_Available records_
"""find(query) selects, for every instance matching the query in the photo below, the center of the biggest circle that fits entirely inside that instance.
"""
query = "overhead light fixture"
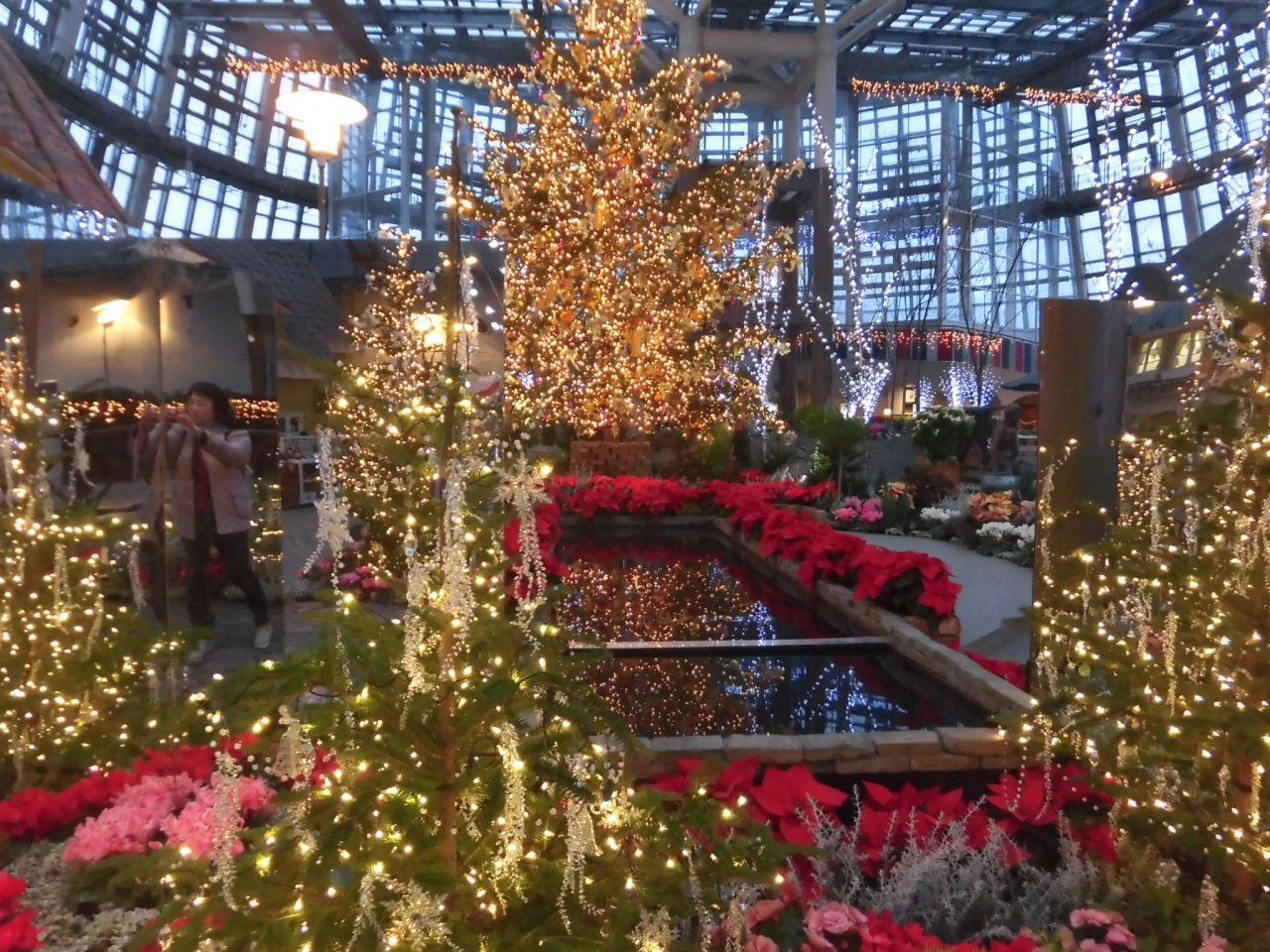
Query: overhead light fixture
(111, 311)
(321, 117)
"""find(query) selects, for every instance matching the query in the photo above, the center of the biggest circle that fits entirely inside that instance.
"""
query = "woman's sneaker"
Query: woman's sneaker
(263, 636)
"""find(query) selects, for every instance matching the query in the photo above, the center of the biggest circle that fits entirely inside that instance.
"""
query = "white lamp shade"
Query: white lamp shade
(111, 311)
(321, 117)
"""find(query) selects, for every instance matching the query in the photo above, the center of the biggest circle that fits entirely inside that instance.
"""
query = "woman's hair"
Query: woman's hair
(222, 412)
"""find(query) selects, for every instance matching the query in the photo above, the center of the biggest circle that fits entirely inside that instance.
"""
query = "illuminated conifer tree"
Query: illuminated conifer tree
(467, 805)
(1152, 660)
(71, 679)
(622, 248)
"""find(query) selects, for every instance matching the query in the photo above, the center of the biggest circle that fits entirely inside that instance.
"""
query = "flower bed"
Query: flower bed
(197, 802)
(911, 870)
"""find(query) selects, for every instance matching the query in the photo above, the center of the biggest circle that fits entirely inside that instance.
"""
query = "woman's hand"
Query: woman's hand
(183, 419)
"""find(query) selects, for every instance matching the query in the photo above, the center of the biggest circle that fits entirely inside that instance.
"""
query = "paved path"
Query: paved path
(993, 593)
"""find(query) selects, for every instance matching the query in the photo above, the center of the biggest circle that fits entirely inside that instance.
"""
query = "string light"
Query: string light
(389, 68)
(114, 411)
(1151, 643)
(620, 257)
(965, 386)
(64, 664)
(989, 95)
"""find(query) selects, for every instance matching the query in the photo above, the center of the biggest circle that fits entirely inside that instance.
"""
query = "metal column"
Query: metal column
(826, 89)
(1069, 179)
(431, 157)
(1180, 144)
(259, 154)
(160, 105)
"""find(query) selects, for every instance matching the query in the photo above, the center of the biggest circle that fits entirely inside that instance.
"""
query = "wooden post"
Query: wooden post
(1084, 352)
(448, 796)
(32, 290)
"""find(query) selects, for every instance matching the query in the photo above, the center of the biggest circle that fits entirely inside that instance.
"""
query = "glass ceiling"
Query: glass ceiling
(1025, 175)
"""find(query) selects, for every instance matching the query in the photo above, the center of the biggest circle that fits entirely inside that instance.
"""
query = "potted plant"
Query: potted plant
(944, 433)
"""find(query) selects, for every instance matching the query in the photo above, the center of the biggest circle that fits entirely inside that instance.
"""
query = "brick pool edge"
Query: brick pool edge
(851, 754)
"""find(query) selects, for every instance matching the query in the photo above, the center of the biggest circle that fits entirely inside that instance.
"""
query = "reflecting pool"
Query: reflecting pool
(702, 645)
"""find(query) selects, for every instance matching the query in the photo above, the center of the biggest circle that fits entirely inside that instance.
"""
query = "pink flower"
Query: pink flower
(762, 910)
(194, 829)
(131, 821)
(833, 918)
(1120, 936)
(816, 942)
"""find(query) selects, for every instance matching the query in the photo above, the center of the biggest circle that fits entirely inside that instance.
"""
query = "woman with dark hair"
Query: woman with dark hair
(211, 500)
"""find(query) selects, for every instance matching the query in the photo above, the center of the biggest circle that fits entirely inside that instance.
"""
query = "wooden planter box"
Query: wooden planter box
(602, 458)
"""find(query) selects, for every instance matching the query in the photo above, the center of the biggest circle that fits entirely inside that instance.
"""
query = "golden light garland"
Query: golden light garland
(408, 71)
(884, 89)
(114, 411)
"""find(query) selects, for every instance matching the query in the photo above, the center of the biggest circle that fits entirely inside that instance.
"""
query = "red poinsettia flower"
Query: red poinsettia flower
(1011, 671)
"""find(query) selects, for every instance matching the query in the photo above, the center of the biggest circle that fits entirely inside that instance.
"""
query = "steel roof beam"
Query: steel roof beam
(348, 26)
(1093, 44)
(132, 131)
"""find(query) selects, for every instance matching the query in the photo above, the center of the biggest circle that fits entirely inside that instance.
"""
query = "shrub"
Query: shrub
(943, 433)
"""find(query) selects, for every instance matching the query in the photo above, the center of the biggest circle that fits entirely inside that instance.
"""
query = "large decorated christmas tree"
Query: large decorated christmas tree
(1152, 660)
(72, 670)
(622, 246)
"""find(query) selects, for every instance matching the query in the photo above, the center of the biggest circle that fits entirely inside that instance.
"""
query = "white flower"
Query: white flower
(1023, 536)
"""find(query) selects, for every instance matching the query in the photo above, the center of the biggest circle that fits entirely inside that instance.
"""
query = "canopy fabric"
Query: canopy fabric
(37, 150)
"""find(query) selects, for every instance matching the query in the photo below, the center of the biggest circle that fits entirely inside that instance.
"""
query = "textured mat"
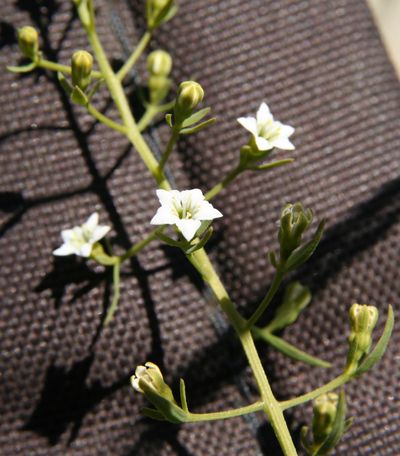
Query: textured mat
(63, 382)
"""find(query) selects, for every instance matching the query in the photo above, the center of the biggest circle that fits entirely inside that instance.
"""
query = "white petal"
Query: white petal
(188, 228)
(249, 123)
(263, 114)
(283, 143)
(207, 212)
(92, 222)
(65, 249)
(191, 198)
(263, 144)
(99, 232)
(166, 196)
(85, 250)
(287, 130)
(164, 216)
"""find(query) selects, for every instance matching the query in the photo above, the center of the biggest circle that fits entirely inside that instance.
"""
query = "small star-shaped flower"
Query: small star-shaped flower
(79, 240)
(268, 133)
(187, 210)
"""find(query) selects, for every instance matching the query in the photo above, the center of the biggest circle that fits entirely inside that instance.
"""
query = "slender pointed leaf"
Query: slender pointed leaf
(196, 117)
(195, 129)
(376, 354)
(288, 349)
(23, 68)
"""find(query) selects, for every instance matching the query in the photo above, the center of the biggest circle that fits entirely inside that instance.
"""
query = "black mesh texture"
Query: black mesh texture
(64, 382)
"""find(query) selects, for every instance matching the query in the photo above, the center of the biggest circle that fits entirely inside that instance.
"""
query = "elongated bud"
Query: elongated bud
(363, 319)
(325, 407)
(28, 40)
(190, 94)
(158, 12)
(294, 222)
(159, 63)
(81, 68)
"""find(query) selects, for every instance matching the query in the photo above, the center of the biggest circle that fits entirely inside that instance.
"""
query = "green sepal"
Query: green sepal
(203, 241)
(170, 411)
(196, 117)
(288, 349)
(64, 83)
(295, 299)
(196, 128)
(182, 391)
(304, 252)
(338, 428)
(376, 354)
(153, 414)
(168, 119)
(79, 97)
(23, 68)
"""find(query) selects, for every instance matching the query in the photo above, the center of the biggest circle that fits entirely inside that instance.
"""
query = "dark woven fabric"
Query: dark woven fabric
(64, 385)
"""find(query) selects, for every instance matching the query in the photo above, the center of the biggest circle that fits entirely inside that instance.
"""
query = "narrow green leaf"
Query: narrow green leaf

_Exercise description_
Quote the entries above word for word. Leave the images out.

_The completed task_
"""find(query) selects, for every instance matching the query in the photo below, the center of the biggest circle that fits entirely inside that instance.
"""
query = "overhead light fixture"
Query: overhead light fixture
(111, 311)
(321, 117)
"""find(query) selects, for every instance matching the query in the photo above, the center of the biggest circle that fits entirely inside that instance.
"""
query = "woman's sneaker"
Query: woman's sneaker
(263, 636)
"""find(query) selects, for every instance matching the query in the photo above, the center of the biggest circle that fits entirely inside that instance.
"""
query = "white lamp shade"
Query: white lamp shade
(111, 311)
(321, 117)
"""find(query) selects, for every instance matching the query in the photo above, the center of the biggest circle that fits entirely inside that instance.
"""
query = "woman's hair"
Query: woman's hair
(222, 412)
"""find(query) selects, for every instance matching the query in the photo above, the center of the biggest circle that fits entirely inside that instance.
"""
query = "illuminated conifer tree"
Query: illuminated conifer tree
(467, 805)
(1152, 660)
(71, 679)
(622, 248)
"""find(query) selects, for every instance matching the query in the photo above, the center of the biggest circle that fits entirely inside that instance.
"""
query = "flower bed"
Query: flower bed
(197, 802)
(911, 870)
"""find(query) selects, for every instance matching the query in the photo above, the center of the biggest circle that fits entirely inside that instance.
"""
query = "woman's hand"
Query: woman's hand
(183, 419)
"""find(query) selects, for every instance matching the query in the photo above, the center of the biggest circle that fits entirely inside that instance.
"""
query = "paved path"
Query: paved path
(993, 593)
"""find(query) selects, for every instance matching the query in the photo above, the center of the biggest circle that fits entirely inside that instance.
"""
query = "string light"
Query: string light
(389, 68)
(114, 411)
(1151, 643)
(620, 257)
(965, 386)
(64, 664)
(989, 95)
"""find(query) selects, for every instance matching the query in the photo above, the center of the biggest circle that fits entirely inside that instance.
"""
query = "metal column"
Query: metal column
(826, 89)
(1069, 179)
(431, 157)
(1180, 144)
(259, 154)
(160, 105)
"""find(query) selects, for every instance matching the query in the photo above, the center of the biggest circle that fits entirely inside that instance.
"""
query = "wooden post"
Query: wooden post
(1084, 352)
(448, 796)
(32, 290)
"""find(query) selects, for every instance matching the query in the photo above, the center of the biggest circle that fits entirely inside that instance.
"""
query = "glass ceiling"
Query: glass ceiling
(1025, 175)
"""find(query) selects, for every instance matching the query in the photo above, the center of the biggest circle that fits entirely inside that instance.
"""
query = "potted plant"
Query: potted plant
(944, 433)
"""find(query) selects, for every instance matching the query in the photo above, the center of the biggest circle that fits entirely inside that instance.
"""
query = "brick pool edge"
Query: brick pool edge
(851, 754)
"""find(query) selects, for every instance matching the query in the photo above, the center of the biggest circle that fits entirely inside that instance.
"""
query = "reflecting pool"
Query: reflecting pool
(702, 645)
"""find(query) selects, for every instance matching the query in the photo above, the center of the biggest circle that fits entirely inside that instance.
"""
query = "pink flower"
Query: pink flower
(762, 910)
(194, 829)
(131, 821)
(833, 918)
(1120, 936)
(816, 942)
"""find(query) selects, for every instance matching the query in the photo above, the center of the biggest circle that fits entirely inside that instance.
"""
query = "woman with dark hair"
Query: woman with dark hair
(211, 500)
"""find(query) selects, for every instance matching the query in the photo above, the center of the biggest circle that fits entirely inside that instance.
"""
query = "wooden planter box"
Query: wooden planter box
(602, 458)
"""find(query) selects, for every instance matching the query in the photo above, the center of the biggest circle that fits entirely inside that instance.
"""
query = "golden light garland"
Query: golden light garland
(408, 71)
(884, 89)
(114, 411)
"""find(query) selects, for every instance matching the query in the photo above, the center of the biggest circle that fits entirely inside that instance.
"""
query = "red poinsettia flower"
Query: red poinsettia flower
(1011, 671)
"""find(query) selects, for every instance matching the query in the photo above, the center of the biggest circle that fits entirely inside that instance.
"""
query = "steel roof beam"
Query: steel roof beam
(348, 26)
(1093, 44)
(132, 131)
"""find(query) selects, for every instance matching the query in the photo above, the center of the biggest circle that fits entirely inside that instance.
"""
query = "shrub"
Query: shrub
(943, 433)
"""find(query) selects, for every instance matching the query in the photo above, the center of the biggest circle that fits entirely inside that instance.
"""
query = "large decorated christmas tree"
Query: large decorated christmas tree
(1152, 660)
(72, 670)
(622, 246)
"""find(query) selects, for every instance matching the query in the photo above, the center of the biggest circle that fits entirely inside that instance.
"""
query = "white flower"
Query: white flower
(1023, 536)
"""find(query) selects, for every instance matching the query in the photo above, the center of the biggest circle that fits entirely inside that instance.
"""
query = "canopy fabric"
Query: canopy fabric
(37, 150)
"""find(query) selects, for every instance matching the query in the photo below, the center of the biggest circle that fits entirely inside that instance.
"""
query = "textured mat"
Query: textured mat
(63, 382)
"""find(query) selects, for every instance matching the query in the photo above, the center of the biggest circle that fits entirely inside that instance.
"""
query = "white petal"
Query: white petal
(188, 228)
(249, 123)
(263, 114)
(283, 143)
(207, 212)
(92, 222)
(65, 249)
(191, 198)
(263, 144)
(99, 232)
(166, 196)
(85, 250)
(287, 130)
(164, 216)
"""find(query) selects, for every instance matching the query in the photo above, the center of the biggest circle that fits entirely inside that instance.
"""
query = "small star-shaped flower"
Query: small star-shaped flower
(79, 240)
(268, 133)
(187, 210)
"""find(query) selects, for every instance matching the query in the photo above, the center of the biggest circle that fits entirely inside that instance.
"""
query = "slender pointed leaf"
Query: slender pointed leaf
(196, 117)
(195, 129)
(376, 354)
(288, 349)
(23, 68)
"""find(query) selects, for every instance matching the query in the photo above, the center of the biggest circle that fits entirely inside that instance.
"""
query = "black mesh texture"
Query: black mesh texture
(64, 382)
"""find(query) selects, for every instance matching the query in the photo above, the center of the biggest circle that fits entirely inside that instance.
"""
query = "elongated bud"
Query: elongated bud
(363, 319)
(325, 407)
(28, 40)
(190, 94)
(158, 12)
(294, 222)
(159, 63)
(81, 68)
"""find(query) selects, for every instance matching the query in the photo above, the center of the biggest circle that fits entirely inside that instance.
"""
query = "green sepal"
Query: green sepal
(203, 241)
(170, 411)
(196, 117)
(288, 349)
(64, 83)
(295, 299)
(196, 128)
(182, 391)
(304, 252)
(338, 428)
(376, 354)
(153, 414)
(168, 119)
(79, 97)
(23, 68)
"""find(query) selects, for every instance matching the query in the photo above, the center of the biggest circle that fits entirely inside that instance.
"""
query = "dark woven fabric"
Query: dark woven fabric
(64, 385)
"""find(query) selects, for every instance matching the query in the photo above, the center of the biggest circle that fits entirely inside that instance.
"""
query = "narrow green leaf"
Query: narrow green leaf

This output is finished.